**Lesetext**.
------

Simson - Rallye Monte Carlo 2010

Reisezeit: Juni / Juli 2010  |  von Bernd F.

Donnerstag: Darfs noch ein Pass mehr sein?

Am nä. Morgen um kurz vor 6:00 Uhr schälten sich die Jungs bereits wieder aus den Schlafsäcken. Nach einem kurzen Frühstück mit Kaffee und Rührkuchen, sollte es schon weitergehen. Doch plötzlich fuhr ein Einheimischer mit seinem FIAT Panda vor. Es war deutlich zu sehen, dass die Gruppe hier genächtigt hatte. Jeder rechnete nun mit Ärger, aber es kam anders. Ein verschmitzt lächelnder, ca. 65 Jahre alter Mann stieg aus, grüßte freundlich, fragte ob er hier 2 Minuten mit seinem Wagen stehen bleiben kann und verschwand zwischen den Pfirsichbäumen.

Ungefähr 10 Minuten später kam er zurück mit exakt 1 Pilz in der Hand. Einige der Jungs meinten, es wäre wohl etwas wenig für ein Pilzgericht, Bernd schien den Braten gerochen zu haben und warf dem sympathischen älteren Mann mit einem Lächeln die Worte "ah, Potenza" hinterher, worauf er recht verlegen nickte. Es war eine echt nette Begegnung.

Es ging weiter Richtung Norden, und wahrscheinlich freute sich in diesem Moment keiner so sehr darüber wie Oli, mit seinem runderneuerten Moped. Seine Kiste rauchte zu Anfang noch recht stark, doch der weiße Rauch, offenbar Reste des Getriebeöls in Kurbelgehäuse und Auspuff, war nach ca. 20-30 km nahezu vollständig verschwunden.

Es wurde wieder ein heißer Tag. Umgeben von Reisfeldern vermeldete Rainer: " Heiko, bei Dir ist irgendwas nich oginal". Der Auspuff wackelte, die bereits ausgetauschte Halteschraube war erneut verlustig und die zweite Halterung war auch schon locker. Es war klar, Ersatz musste her und zwar rasch. Weder eine Mercedes noch eine BMW Vertragswerkstatt konnten helfen, erst bei einem Motorradhändler wurden sie fündig.

Es war wohl eine Frage der Ehre, denn der Motorradhändler wollte kein Geld. Kurze Zeit später gönnte sich die Gruppe wieder einen Stopp bei einem Cafe. Da die letzte Nacht wild gecampt wurde, waren die gepflegten Toiletten mit Waschgelegenheit im Cafe sehr willkommen.

------

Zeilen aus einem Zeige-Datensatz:
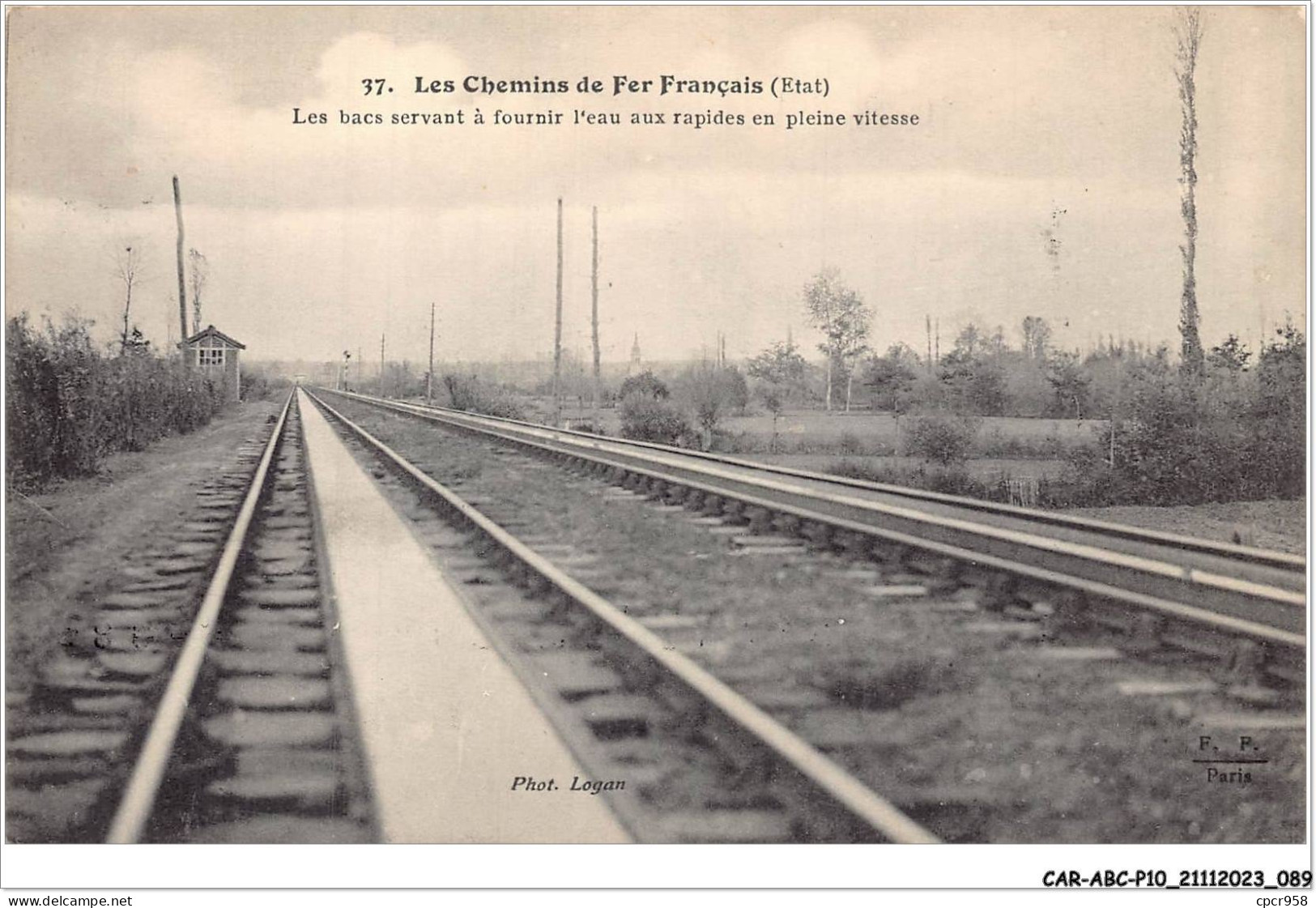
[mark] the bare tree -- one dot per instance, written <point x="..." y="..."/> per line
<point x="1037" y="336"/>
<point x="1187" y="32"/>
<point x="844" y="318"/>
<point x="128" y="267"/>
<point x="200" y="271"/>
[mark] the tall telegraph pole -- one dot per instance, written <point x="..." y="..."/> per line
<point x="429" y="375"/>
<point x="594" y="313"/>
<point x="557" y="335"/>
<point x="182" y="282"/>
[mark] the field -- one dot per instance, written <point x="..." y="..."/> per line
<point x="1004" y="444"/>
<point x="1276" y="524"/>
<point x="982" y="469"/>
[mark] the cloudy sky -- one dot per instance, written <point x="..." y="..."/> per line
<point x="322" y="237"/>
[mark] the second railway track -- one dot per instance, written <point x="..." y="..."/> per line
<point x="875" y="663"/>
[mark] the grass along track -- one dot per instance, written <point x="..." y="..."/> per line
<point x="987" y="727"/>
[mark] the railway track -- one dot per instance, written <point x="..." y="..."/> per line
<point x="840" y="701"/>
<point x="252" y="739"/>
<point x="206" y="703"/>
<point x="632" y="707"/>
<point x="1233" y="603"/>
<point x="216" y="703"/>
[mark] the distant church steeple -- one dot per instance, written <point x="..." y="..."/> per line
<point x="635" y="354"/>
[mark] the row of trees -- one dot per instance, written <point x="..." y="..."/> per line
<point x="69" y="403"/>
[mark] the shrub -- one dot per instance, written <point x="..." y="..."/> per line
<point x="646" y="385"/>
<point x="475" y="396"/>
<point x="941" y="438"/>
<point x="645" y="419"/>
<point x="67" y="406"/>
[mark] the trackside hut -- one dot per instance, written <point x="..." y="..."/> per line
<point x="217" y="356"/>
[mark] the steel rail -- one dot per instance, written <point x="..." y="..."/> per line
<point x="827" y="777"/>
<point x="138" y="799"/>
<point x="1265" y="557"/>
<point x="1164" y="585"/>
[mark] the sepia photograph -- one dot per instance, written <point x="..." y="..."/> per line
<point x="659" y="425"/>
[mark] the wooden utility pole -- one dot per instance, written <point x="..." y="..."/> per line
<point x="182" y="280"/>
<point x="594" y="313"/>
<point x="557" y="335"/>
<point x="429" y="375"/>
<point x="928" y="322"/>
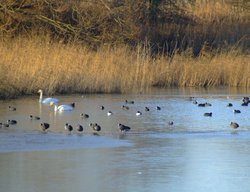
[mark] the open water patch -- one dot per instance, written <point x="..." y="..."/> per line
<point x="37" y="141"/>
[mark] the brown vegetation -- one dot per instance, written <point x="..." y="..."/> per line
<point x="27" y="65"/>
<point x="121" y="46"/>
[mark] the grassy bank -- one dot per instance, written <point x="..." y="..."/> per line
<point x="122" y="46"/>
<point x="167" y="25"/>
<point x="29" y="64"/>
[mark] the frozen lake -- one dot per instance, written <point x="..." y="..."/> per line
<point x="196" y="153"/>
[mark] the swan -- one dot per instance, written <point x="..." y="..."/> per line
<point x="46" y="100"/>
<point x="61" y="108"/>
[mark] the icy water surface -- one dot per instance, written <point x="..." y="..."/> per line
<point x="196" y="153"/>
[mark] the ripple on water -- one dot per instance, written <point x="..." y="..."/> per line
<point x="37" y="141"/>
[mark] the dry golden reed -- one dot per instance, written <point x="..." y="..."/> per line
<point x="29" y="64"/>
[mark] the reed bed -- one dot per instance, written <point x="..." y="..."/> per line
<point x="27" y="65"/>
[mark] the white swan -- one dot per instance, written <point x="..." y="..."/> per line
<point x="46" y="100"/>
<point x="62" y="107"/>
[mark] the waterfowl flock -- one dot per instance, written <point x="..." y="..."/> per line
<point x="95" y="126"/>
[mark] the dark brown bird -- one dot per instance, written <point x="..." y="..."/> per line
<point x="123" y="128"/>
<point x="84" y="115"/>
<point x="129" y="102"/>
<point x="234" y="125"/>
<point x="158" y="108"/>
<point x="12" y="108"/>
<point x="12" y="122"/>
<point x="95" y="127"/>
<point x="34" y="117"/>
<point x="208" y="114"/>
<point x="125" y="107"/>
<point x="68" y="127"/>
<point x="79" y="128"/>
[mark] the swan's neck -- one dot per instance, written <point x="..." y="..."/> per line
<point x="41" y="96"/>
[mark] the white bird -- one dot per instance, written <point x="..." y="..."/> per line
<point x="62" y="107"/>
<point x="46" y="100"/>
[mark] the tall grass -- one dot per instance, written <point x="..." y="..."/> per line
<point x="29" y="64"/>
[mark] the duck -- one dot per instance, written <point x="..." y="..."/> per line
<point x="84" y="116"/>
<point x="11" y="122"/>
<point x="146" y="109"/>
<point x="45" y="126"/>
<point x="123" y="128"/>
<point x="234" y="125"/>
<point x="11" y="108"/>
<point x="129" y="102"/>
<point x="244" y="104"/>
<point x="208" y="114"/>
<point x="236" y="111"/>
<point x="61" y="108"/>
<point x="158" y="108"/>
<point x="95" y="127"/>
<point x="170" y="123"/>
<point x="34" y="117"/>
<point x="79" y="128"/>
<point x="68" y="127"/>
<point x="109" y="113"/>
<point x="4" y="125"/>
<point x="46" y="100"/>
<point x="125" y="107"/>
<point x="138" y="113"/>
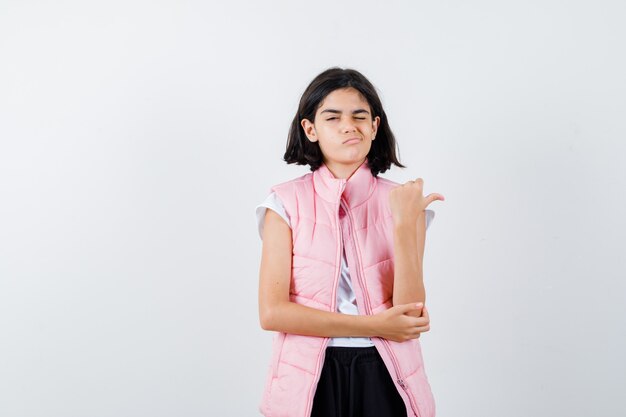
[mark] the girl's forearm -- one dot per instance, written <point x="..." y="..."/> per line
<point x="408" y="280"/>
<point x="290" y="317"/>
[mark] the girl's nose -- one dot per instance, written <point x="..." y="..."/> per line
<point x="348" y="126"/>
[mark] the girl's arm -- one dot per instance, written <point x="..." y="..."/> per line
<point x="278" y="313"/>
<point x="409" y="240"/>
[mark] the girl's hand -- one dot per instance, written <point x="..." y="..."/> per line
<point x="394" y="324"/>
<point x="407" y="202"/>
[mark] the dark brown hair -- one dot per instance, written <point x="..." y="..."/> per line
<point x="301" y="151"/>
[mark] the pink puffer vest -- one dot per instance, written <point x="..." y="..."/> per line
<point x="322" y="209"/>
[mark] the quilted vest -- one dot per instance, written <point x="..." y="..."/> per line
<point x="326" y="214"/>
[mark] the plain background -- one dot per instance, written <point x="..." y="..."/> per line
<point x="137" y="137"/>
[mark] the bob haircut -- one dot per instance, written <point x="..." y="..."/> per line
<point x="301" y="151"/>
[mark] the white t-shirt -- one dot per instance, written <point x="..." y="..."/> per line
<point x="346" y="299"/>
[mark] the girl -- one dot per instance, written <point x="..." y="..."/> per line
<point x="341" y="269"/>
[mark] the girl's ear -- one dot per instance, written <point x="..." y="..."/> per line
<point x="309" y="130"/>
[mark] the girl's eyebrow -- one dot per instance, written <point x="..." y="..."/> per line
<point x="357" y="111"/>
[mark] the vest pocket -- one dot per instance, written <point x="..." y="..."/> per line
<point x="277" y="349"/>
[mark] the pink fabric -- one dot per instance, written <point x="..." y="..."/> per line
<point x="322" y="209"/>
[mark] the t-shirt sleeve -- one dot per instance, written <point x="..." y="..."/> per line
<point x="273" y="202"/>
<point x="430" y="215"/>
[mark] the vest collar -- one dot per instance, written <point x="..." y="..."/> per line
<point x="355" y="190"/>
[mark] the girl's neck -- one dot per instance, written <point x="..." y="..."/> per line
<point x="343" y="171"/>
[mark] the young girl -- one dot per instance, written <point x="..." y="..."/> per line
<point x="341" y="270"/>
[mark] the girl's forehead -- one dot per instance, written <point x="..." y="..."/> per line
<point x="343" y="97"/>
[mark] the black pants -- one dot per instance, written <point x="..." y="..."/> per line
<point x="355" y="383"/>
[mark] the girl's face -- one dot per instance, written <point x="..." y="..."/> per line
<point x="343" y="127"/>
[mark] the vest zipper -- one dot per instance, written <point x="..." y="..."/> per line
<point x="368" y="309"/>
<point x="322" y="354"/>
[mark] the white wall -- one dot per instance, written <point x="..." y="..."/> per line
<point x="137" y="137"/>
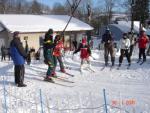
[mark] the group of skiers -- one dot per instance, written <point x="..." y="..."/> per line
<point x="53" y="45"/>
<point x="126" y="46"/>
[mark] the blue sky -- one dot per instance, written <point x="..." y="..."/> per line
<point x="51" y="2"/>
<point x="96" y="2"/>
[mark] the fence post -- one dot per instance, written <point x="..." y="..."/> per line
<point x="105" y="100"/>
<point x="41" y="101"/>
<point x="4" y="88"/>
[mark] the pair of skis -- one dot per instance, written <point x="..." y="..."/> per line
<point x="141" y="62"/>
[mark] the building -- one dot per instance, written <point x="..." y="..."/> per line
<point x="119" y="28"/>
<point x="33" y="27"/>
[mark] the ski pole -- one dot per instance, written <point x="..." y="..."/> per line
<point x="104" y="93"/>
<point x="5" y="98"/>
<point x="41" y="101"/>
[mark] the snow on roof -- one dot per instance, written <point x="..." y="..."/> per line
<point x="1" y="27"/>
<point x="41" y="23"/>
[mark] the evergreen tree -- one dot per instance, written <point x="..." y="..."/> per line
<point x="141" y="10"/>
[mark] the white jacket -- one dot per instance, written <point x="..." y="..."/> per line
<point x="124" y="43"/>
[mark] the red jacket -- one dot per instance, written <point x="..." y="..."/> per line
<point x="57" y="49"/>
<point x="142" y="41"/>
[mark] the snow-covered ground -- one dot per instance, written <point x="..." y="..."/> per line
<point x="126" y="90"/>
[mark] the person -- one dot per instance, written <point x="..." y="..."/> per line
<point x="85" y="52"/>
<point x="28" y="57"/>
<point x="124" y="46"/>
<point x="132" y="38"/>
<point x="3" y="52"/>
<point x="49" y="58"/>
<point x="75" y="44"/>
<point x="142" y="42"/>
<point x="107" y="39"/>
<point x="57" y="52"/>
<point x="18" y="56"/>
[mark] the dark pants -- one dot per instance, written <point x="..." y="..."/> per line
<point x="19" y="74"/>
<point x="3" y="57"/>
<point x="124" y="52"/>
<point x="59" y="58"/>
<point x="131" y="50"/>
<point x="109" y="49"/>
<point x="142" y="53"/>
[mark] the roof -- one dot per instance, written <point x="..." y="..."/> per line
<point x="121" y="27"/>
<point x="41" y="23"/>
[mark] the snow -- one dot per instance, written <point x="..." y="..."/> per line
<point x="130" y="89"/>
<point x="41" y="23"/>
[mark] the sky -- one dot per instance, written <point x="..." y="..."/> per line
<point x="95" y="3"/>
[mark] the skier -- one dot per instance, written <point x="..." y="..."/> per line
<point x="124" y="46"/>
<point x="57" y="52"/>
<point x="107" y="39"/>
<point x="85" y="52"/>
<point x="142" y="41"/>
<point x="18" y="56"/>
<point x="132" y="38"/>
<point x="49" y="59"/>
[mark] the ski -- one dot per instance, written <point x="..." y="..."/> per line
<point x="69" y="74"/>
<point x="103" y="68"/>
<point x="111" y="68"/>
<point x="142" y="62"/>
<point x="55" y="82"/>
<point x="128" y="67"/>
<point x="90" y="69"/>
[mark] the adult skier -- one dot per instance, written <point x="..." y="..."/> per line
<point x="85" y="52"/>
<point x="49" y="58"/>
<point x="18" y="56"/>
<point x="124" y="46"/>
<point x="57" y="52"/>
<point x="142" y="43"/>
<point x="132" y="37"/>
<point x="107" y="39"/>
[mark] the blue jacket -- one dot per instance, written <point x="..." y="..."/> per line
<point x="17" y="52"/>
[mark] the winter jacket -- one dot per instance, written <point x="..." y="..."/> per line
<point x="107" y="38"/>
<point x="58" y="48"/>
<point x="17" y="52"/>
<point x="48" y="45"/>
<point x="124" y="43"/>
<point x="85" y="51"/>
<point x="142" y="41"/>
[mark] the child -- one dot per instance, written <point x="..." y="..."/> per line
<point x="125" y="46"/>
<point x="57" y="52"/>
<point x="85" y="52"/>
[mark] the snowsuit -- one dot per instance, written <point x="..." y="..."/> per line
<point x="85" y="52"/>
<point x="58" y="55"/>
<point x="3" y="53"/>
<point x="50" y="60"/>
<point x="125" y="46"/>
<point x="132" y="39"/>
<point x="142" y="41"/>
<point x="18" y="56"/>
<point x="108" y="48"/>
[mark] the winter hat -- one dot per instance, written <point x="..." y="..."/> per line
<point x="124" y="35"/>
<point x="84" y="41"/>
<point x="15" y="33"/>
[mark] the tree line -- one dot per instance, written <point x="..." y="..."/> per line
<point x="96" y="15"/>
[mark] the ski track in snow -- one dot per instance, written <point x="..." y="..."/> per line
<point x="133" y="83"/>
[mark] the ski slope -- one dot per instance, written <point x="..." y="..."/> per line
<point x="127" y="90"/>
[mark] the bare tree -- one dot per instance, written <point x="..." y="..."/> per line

------

**Aufgaben**.
a) Stimmen die folgenden Aussagen mit dem Reisebericht überein? Antworte jeweils mit Ja oder Nein und belege die Antwort mit einem wörtlichen Zitat. (i) Der Einheimische kam mit einem FIAT Panda angefahren. (ii) Der Mann kehrte mit mehreren Pilzen zurück. (iii) Der Motorradhändler verlangte für den Ersatz Geld.
b) Nach wie vielen Kilometern war der weiße Rauch an Olis Moped laut dem Reisebericht nahezu vollständig verschwunden?

**Erwartete Ergebnisse**.
a)
(i) Ja: „Doch plötzlich fuhr ein Einheimischer mit seinem FIAT Panda vor.“
(ii) Nein: „Ungefähr 10 Minuten später kam er zurück mit exakt 1 Pilz in der Hand.“
(iii) Nein: „Es war wohl eine Frage der Ehre, denn der Motorradhändler wollte kein Geld.“

b) Nach ca. 20–30 km.